Text block:
[Begin]
[torch] Add dynamic support for tm_tensor.attention (#18527)

The result tensor was assumed to be statically shaped. Updated to make a dynamic result tensor for the destination. --------- Signed-off-by: Rob Suderman <[email protected]>
iree-org · Sep 16, 2024 · 7d823d2 · 7d823d2
1 parent 898a95f
commit 7d823d2
Show file tree

Hide file tree

Showing 2 changed files with 37 additions and 1 deletion.
[End]
Exercise input:
[Begin]
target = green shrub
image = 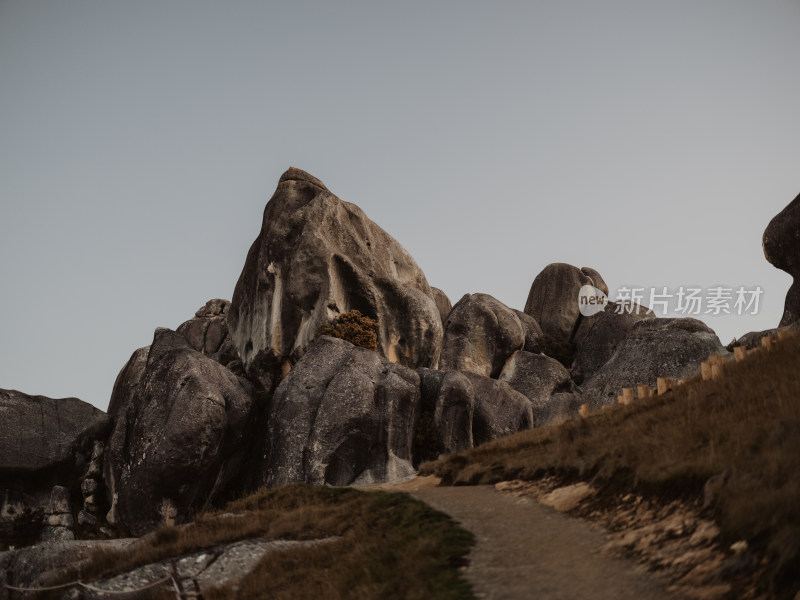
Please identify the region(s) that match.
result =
[319,310,380,352]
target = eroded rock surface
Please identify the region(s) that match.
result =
[106,329,254,535]
[259,336,420,486]
[762,195,800,327]
[439,294,526,378]
[228,168,442,389]
[525,263,608,341]
[583,318,728,408]
[498,351,580,427]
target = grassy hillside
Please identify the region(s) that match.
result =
[422,335,800,595]
[42,484,473,600]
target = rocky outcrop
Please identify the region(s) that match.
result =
[417,369,533,460]
[0,390,111,480]
[498,351,580,427]
[439,294,526,378]
[105,329,254,535]
[431,287,453,324]
[583,318,727,408]
[514,310,544,353]
[0,390,111,547]
[228,168,442,389]
[762,195,800,327]
[570,302,655,383]
[175,298,240,374]
[525,263,608,341]
[259,336,420,486]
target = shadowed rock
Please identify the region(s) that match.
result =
[439,294,526,377]
[762,195,800,327]
[498,351,580,427]
[258,336,420,486]
[431,287,453,323]
[105,329,253,535]
[571,302,654,382]
[525,263,608,340]
[583,318,728,408]
[228,168,442,389]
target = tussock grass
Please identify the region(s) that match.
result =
[421,334,800,593]
[47,484,473,600]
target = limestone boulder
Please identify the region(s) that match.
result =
[498,351,580,427]
[583,318,729,408]
[105,329,254,535]
[524,263,608,341]
[571,302,654,383]
[257,336,421,486]
[439,294,526,378]
[227,168,442,389]
[762,195,800,327]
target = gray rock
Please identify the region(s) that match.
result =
[464,373,534,446]
[228,168,442,389]
[81,479,98,498]
[431,287,453,324]
[0,539,134,600]
[39,525,75,542]
[45,485,72,515]
[583,318,728,408]
[439,294,524,377]
[525,263,608,341]
[498,351,580,427]
[78,510,97,527]
[571,302,654,382]
[0,390,111,478]
[108,346,150,419]
[260,336,421,486]
[514,310,544,353]
[106,329,254,535]
[762,195,800,327]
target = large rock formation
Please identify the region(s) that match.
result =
[415,369,533,460]
[583,318,727,408]
[525,263,608,341]
[498,351,580,427]
[439,294,526,378]
[0,390,111,545]
[106,329,254,535]
[228,168,442,389]
[260,336,420,486]
[571,302,655,383]
[762,195,800,327]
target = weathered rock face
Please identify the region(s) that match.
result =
[431,287,453,324]
[583,318,728,408]
[514,310,543,353]
[525,263,608,340]
[175,298,239,374]
[498,351,580,427]
[571,302,655,382]
[762,195,800,327]
[0,390,111,546]
[105,329,254,535]
[0,390,111,480]
[260,337,420,486]
[418,369,533,460]
[228,168,442,388]
[439,294,526,377]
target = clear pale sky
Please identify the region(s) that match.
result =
[0,0,800,409]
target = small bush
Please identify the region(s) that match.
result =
[319,310,380,352]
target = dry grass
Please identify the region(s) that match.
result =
[45,484,473,600]
[421,335,800,595]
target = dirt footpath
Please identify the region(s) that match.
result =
[412,486,678,600]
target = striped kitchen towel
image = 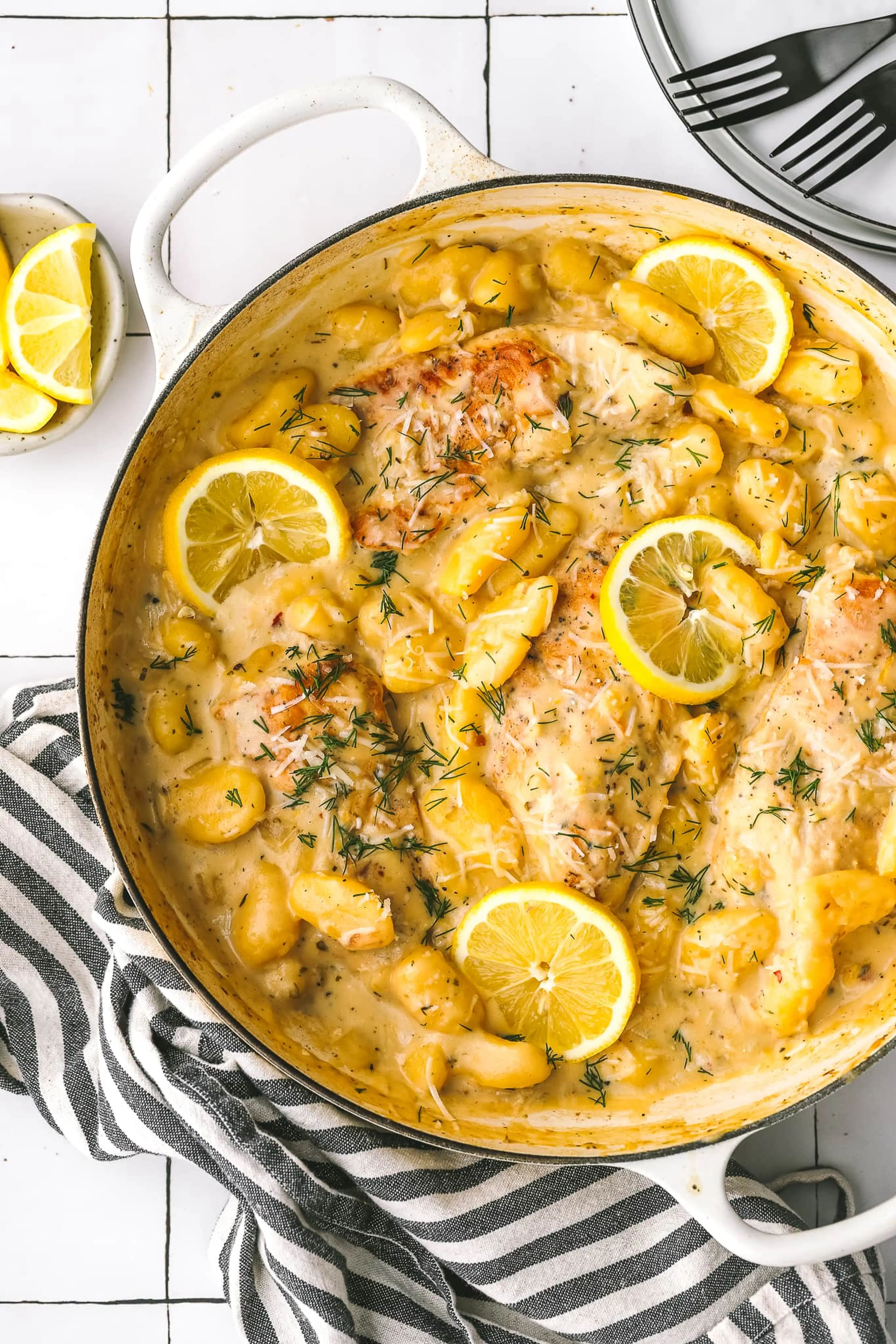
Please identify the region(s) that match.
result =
[0,681,887,1344]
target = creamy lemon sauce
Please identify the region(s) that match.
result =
[109,226,896,1117]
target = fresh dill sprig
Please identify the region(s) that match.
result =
[775,747,821,802]
[112,677,137,723]
[180,704,203,738]
[476,683,506,723]
[579,1055,610,1110]
[149,644,196,672]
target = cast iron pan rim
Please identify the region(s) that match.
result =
[75,173,896,1165]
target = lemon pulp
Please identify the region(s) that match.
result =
[454,882,639,1059]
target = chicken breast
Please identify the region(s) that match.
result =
[352,328,571,551]
[713,571,896,1035]
[486,554,684,904]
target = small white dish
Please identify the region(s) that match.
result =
[0,192,128,457]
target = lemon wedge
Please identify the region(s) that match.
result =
[163,449,349,616]
[600,513,759,704]
[0,368,56,434]
[631,238,794,392]
[3,224,97,406]
[454,882,641,1059]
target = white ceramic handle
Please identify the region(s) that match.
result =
[130,77,512,382]
[629,1138,896,1267]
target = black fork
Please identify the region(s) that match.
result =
[669,14,896,130]
[771,60,896,196]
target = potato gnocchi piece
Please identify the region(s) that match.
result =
[489,500,579,593]
[451,1031,552,1087]
[398,243,489,308]
[733,457,809,542]
[703,562,790,675]
[834,472,896,556]
[398,308,476,355]
[270,402,361,468]
[463,575,559,688]
[470,247,539,313]
[678,907,778,992]
[161,616,218,668]
[422,774,524,880]
[380,632,455,695]
[390,948,485,1031]
[759,532,811,586]
[285,589,346,644]
[774,336,862,406]
[678,710,740,798]
[289,872,395,952]
[330,304,399,349]
[438,499,532,597]
[398,1040,449,1109]
[357,585,441,649]
[230,862,301,968]
[227,368,317,447]
[658,415,724,491]
[690,374,790,447]
[544,238,610,297]
[169,763,266,844]
[607,279,716,368]
[877,794,896,878]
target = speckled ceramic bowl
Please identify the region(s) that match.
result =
[0,192,128,457]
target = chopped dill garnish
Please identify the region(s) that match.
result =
[149,644,196,672]
[579,1055,610,1110]
[476,683,506,723]
[856,719,884,753]
[112,677,137,723]
[180,704,203,738]
[672,1027,693,1068]
[775,747,821,802]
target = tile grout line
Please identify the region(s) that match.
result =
[482,0,492,159]
[165,0,171,278]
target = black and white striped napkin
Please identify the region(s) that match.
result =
[0,681,888,1344]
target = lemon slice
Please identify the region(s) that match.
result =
[0,368,56,434]
[454,882,641,1059]
[631,238,794,392]
[163,449,349,616]
[3,224,97,406]
[600,513,759,704]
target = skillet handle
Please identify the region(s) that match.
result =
[627,1138,896,1267]
[130,77,512,382]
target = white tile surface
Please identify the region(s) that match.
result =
[0,20,168,332]
[168,1302,239,1344]
[0,1302,166,1344]
[171,0,485,19]
[171,19,485,304]
[490,16,760,204]
[0,336,154,653]
[168,1161,227,1297]
[0,657,75,695]
[0,1093,165,1301]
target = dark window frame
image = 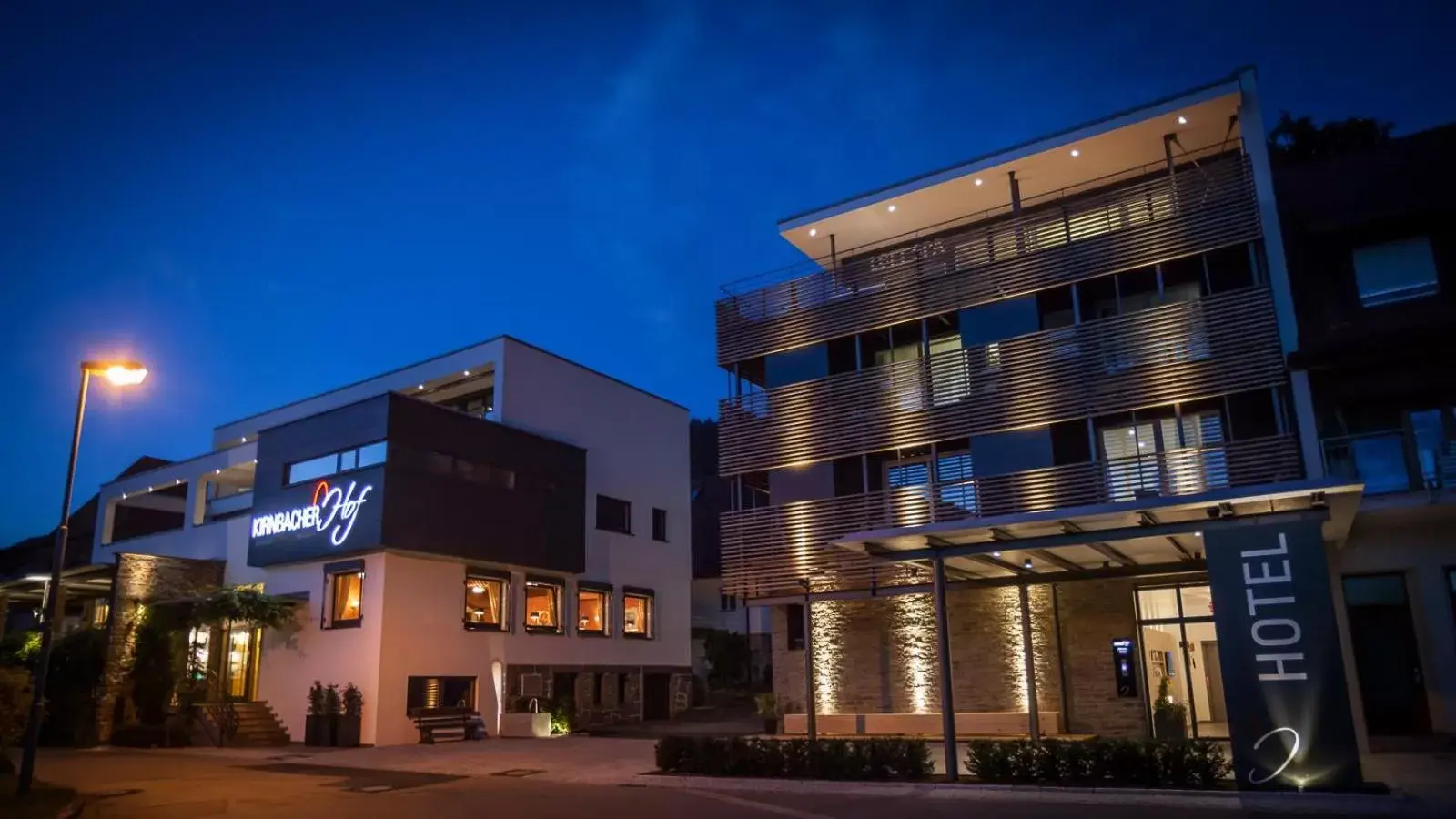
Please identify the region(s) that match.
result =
[597,492,632,535]
[622,586,657,640]
[521,576,566,635]
[282,439,389,487]
[460,569,511,631]
[318,560,364,631]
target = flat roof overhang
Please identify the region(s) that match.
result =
[832,480,1364,583]
[779,75,1242,261]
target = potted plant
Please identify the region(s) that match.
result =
[333,682,364,748]
[753,693,779,733]
[1153,674,1188,739]
[303,681,329,744]
[323,682,344,748]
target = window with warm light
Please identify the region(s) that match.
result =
[622,589,653,640]
[526,580,562,634]
[464,574,505,631]
[577,583,612,637]
[323,561,364,628]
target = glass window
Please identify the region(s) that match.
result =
[597,495,632,535]
[288,451,339,484]
[577,589,610,634]
[359,441,384,468]
[622,592,652,637]
[1138,589,1178,620]
[328,571,364,628]
[464,577,505,631]
[526,581,561,632]
[1354,236,1439,308]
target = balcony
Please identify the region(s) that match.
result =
[721,436,1303,596]
[1320,427,1456,495]
[719,287,1284,475]
[716,150,1261,366]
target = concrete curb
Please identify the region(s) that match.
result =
[631,774,1410,814]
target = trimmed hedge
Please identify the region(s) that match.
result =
[657,736,932,780]
[966,739,1230,788]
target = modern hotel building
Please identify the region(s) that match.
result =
[81,337,692,744]
[716,70,1438,787]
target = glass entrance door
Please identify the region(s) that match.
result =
[1138,583,1228,739]
[223,625,262,700]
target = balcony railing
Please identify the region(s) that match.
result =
[716,157,1259,366]
[718,287,1286,475]
[721,436,1301,596]
[1320,430,1456,495]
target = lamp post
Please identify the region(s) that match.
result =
[15,361,147,795]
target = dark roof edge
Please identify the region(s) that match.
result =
[777,64,1254,230]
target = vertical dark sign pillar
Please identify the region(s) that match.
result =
[1204,516,1360,788]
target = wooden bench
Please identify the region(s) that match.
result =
[410,708,485,744]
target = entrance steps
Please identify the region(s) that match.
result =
[197,700,289,748]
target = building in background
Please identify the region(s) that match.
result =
[92,337,692,744]
[716,68,1386,787]
[1274,126,1456,748]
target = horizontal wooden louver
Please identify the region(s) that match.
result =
[718,286,1286,475]
[716,157,1261,366]
[719,437,1301,598]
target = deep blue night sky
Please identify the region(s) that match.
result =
[0,0,1456,543]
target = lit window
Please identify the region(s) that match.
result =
[323,561,364,628]
[622,589,652,638]
[1354,236,1439,308]
[526,580,561,634]
[577,584,612,635]
[464,576,505,631]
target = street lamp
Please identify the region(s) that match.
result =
[15,355,147,795]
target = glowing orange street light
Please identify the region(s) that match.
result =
[15,361,147,795]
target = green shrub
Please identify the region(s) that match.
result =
[657,736,932,780]
[966,739,1228,788]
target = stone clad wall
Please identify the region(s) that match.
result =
[772,581,1143,736]
[96,554,224,743]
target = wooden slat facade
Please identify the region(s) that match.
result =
[719,436,1301,598]
[716,156,1259,368]
[718,286,1287,475]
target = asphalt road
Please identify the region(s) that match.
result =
[23,751,1432,819]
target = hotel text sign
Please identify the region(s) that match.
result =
[1204,521,1360,788]
[253,480,374,547]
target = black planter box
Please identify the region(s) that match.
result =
[333,714,364,748]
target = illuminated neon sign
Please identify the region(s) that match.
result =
[253,480,374,547]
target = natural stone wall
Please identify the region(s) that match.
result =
[774,581,1141,736]
[96,554,224,743]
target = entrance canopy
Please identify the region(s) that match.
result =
[834,480,1364,581]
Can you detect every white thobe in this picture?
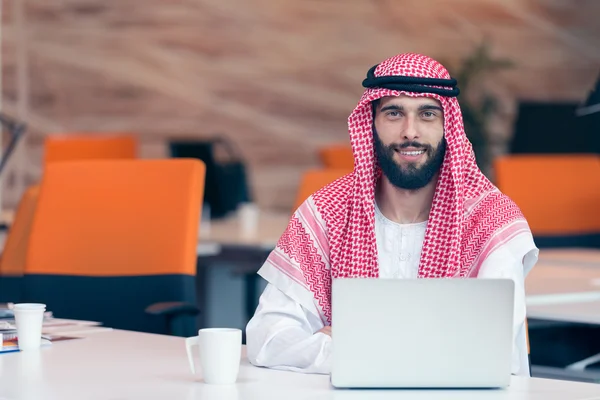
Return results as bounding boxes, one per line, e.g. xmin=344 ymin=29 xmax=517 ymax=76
xmin=246 ymin=206 xmax=539 ymax=376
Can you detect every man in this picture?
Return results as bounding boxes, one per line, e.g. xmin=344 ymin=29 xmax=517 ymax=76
xmin=247 ymin=54 xmax=538 ymax=375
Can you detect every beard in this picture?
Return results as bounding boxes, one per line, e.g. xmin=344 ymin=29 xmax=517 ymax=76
xmin=373 ymin=127 xmax=446 ymax=190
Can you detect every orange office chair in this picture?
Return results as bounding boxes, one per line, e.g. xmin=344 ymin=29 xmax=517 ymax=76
xmin=319 ymin=145 xmax=354 ymax=169
xmin=44 ymin=133 xmax=137 ymax=165
xmin=294 ymin=168 xmax=352 ymax=210
xmin=23 ymin=159 xmax=205 ymax=336
xmin=0 ymin=185 xmax=39 ymax=302
xmin=494 ymin=154 xmax=600 ymax=247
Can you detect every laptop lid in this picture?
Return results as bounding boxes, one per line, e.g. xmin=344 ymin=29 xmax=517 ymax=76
xmin=331 ymin=278 xmax=514 ymax=388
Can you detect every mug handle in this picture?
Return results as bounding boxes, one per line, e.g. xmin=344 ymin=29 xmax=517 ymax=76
xmin=185 ymin=336 xmax=200 ymax=374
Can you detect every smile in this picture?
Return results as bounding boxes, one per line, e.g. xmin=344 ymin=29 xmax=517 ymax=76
xmin=400 ymin=150 xmax=425 ymax=156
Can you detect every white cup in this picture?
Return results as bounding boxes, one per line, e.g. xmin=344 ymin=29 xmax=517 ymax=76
xmin=238 ymin=203 xmax=260 ymax=236
xmin=13 ymin=303 xmax=46 ymax=350
xmin=185 ymin=328 xmax=242 ymax=385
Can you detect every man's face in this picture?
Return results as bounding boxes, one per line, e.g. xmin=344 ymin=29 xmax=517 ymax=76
xmin=373 ymin=96 xmax=446 ymax=190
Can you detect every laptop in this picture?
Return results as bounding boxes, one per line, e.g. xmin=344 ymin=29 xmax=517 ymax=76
xmin=330 ymin=278 xmax=514 ymax=389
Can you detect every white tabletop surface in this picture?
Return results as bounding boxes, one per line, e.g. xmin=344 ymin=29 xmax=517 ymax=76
xmin=525 ymin=249 xmax=600 ymax=324
xmin=199 ymin=211 xmax=292 ymax=249
xmin=0 ymin=330 xmax=600 ymax=400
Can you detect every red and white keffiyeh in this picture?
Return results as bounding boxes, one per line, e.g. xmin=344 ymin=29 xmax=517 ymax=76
xmin=259 ymin=53 xmax=530 ymax=324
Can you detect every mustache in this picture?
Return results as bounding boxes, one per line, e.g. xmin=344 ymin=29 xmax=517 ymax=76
xmin=388 ymin=140 xmax=431 ymax=151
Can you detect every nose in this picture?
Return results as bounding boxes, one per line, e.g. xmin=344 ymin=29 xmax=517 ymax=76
xmin=402 ymin=115 xmax=419 ymax=141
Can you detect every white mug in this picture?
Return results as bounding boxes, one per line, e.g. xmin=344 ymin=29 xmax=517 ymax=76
xmin=13 ymin=303 xmax=46 ymax=350
xmin=185 ymin=328 xmax=242 ymax=385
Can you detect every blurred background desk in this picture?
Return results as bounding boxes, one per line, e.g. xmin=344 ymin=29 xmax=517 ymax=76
xmin=197 ymin=212 xmax=291 ymax=328
xmin=525 ymin=248 xmax=600 ymax=382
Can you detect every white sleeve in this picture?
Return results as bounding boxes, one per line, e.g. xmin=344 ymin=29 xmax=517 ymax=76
xmin=477 ymin=234 xmax=539 ymax=376
xmin=246 ymin=284 xmax=331 ymax=374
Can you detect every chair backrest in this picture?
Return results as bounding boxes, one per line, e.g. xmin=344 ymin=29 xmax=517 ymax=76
xmin=0 ymin=185 xmax=40 ymax=276
xmin=0 ymin=185 xmax=39 ymax=302
xmin=494 ymin=154 xmax=600 ymax=241
xmin=23 ymin=159 xmax=205 ymax=332
xmin=44 ymin=132 xmax=137 ymax=165
xmin=319 ymin=145 xmax=354 ymax=169
xmin=294 ymin=168 xmax=352 ymax=210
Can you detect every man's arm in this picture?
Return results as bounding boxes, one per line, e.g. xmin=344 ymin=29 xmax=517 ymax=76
xmin=477 ymin=235 xmax=538 ymax=376
xmin=246 ymin=284 xmax=331 ymax=374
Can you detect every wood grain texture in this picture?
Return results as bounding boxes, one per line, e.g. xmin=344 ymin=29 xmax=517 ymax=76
xmin=2 ymin=0 xmax=600 ymax=209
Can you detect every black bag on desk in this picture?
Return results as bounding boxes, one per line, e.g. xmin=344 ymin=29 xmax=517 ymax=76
xmin=170 ymin=137 xmax=251 ymax=218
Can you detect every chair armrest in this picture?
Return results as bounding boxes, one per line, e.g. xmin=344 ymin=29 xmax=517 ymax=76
xmin=146 ymin=301 xmax=200 ymax=316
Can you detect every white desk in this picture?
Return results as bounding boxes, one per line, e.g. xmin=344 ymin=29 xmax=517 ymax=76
xmin=199 ymin=210 xmax=292 ymax=249
xmin=525 ymin=249 xmax=600 ymax=324
xmin=0 ymin=330 xmax=600 ymax=400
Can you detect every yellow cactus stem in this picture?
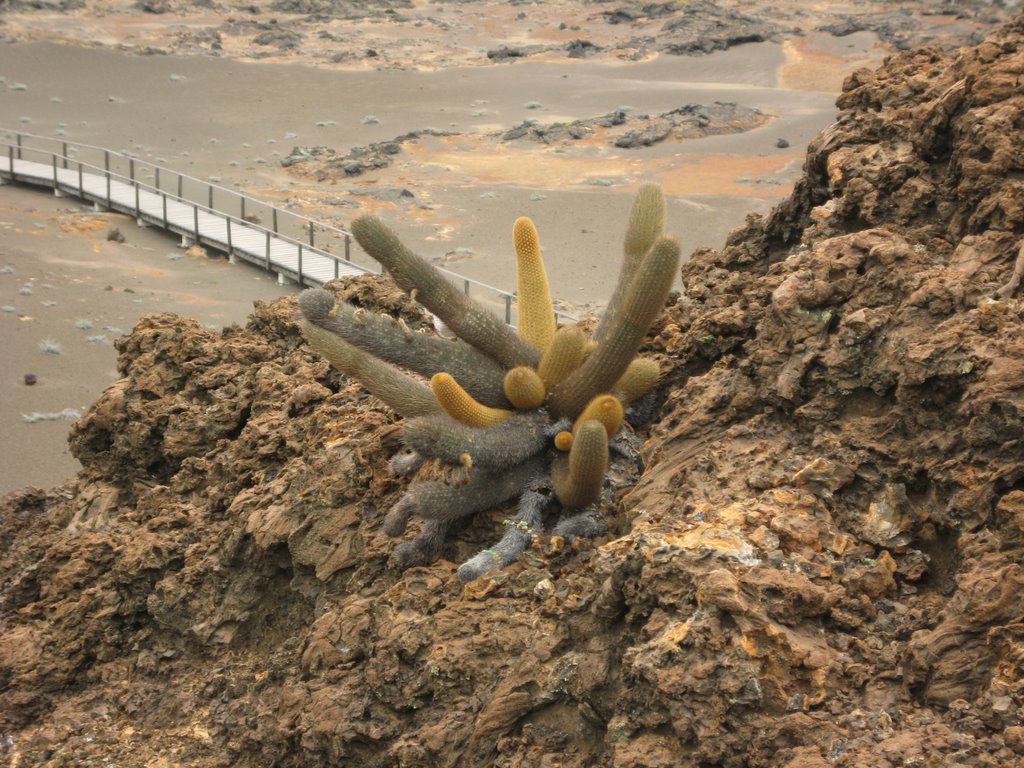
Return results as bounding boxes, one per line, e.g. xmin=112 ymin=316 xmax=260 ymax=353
xmin=572 ymin=394 xmax=625 ymax=437
xmin=299 ymin=321 xmax=440 ymax=417
xmin=505 ymin=366 xmax=548 ymax=411
xmin=555 ymin=431 xmax=572 ymax=451
xmin=551 ymin=419 xmax=608 ymax=509
xmin=512 ymin=216 xmax=555 ymax=352
xmin=594 ymin=182 xmax=665 ymax=342
xmin=430 ymin=372 xmax=513 ymax=427
xmin=537 ymin=326 xmax=587 ymax=389
xmin=614 ymin=357 xmax=662 ymax=404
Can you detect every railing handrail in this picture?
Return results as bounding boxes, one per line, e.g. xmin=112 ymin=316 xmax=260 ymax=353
xmin=0 ymin=139 xmax=380 ymax=276
xmin=0 ymin=127 xmax=577 ymax=322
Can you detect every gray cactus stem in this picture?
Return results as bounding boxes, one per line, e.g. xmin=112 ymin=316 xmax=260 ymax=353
xmin=299 ymin=288 xmax=510 ymax=408
xmin=459 ymin=490 xmax=548 ymax=584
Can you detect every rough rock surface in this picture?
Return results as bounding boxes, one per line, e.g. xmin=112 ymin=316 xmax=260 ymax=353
xmin=6 ymin=13 xmax=1024 ymax=768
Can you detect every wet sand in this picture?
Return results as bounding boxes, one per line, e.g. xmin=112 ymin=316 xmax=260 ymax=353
xmin=0 ymin=2 xmax=1007 ymax=492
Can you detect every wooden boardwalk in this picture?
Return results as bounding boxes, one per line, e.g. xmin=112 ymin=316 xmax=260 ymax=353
xmin=0 ymin=145 xmax=372 ymax=286
xmin=0 ymin=127 xmax=575 ymax=324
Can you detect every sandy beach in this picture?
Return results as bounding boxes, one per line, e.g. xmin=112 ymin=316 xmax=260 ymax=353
[End]
Brief 1: What did the commit page say the result tensor was assumed to be before this change?
Brief 2: Format the listing, starting at the line containing "target = black planter box" and ending at the line containing "xmin=494 ymin=154 xmax=600 ymax=247", as a Markdown table with the columns Row and Line. Number each row, skip blank lines, and omit the pictures.

Exercise answer 1: It was assumed to be statically shaped.

Exercise answer 2:
| Row | Line |
|---|---|
| 1 | target = black planter box |
| 2 | Please identify the region(s) that match. |
| 3 | result = |
| 4 | [333,714,364,748] |
| 5 | target = illuminated neon sign |
| 6 | Please identify the region(s) that match. |
| 7 | result = |
| 8 | [253,480,374,547] |
| 9 | target = natural stone wall |
| 10 | Please identify the region(s) that match. |
| 11 | result = |
| 12 | [774,581,1141,736] |
| 13 | [96,554,224,743] |
| 14 | target = entrance canopy |
| 15 | Please identify the region(s) that match. |
| 16 | result = |
| 17 | [834,480,1364,581] |
| 18 | Can you detect every white thobe in this picture? |
| 19 | Return results as bounding boxes, one per line, e.g. xmin=344 ymin=29 xmax=517 ymax=76 |
| 20 | xmin=246 ymin=206 xmax=539 ymax=376 |
| 21 | Can you detect every man in this picture? |
| 22 | Return results as bounding boxes, one per line, e.g. xmin=344 ymin=29 xmax=517 ymax=76 |
| 23 | xmin=247 ymin=54 xmax=538 ymax=375 |
| 24 | Can you detect every beard in this picture? |
| 25 | Return results as bounding boxes, one per line, e.g. xmin=344 ymin=29 xmax=517 ymax=76 |
| 26 | xmin=373 ymin=127 xmax=446 ymax=190 |
| 27 | Can you detect every orange office chair in this picture? |
| 28 | Return results as bounding boxes, one per line, e.g. xmin=344 ymin=29 xmax=517 ymax=76 |
| 29 | xmin=319 ymin=145 xmax=354 ymax=169 |
| 30 | xmin=44 ymin=133 xmax=137 ymax=165 |
| 31 | xmin=294 ymin=168 xmax=352 ymax=210 |
| 32 | xmin=23 ymin=159 xmax=205 ymax=336 |
| 33 | xmin=0 ymin=185 xmax=39 ymax=302 |
| 34 | xmin=494 ymin=154 xmax=600 ymax=247 |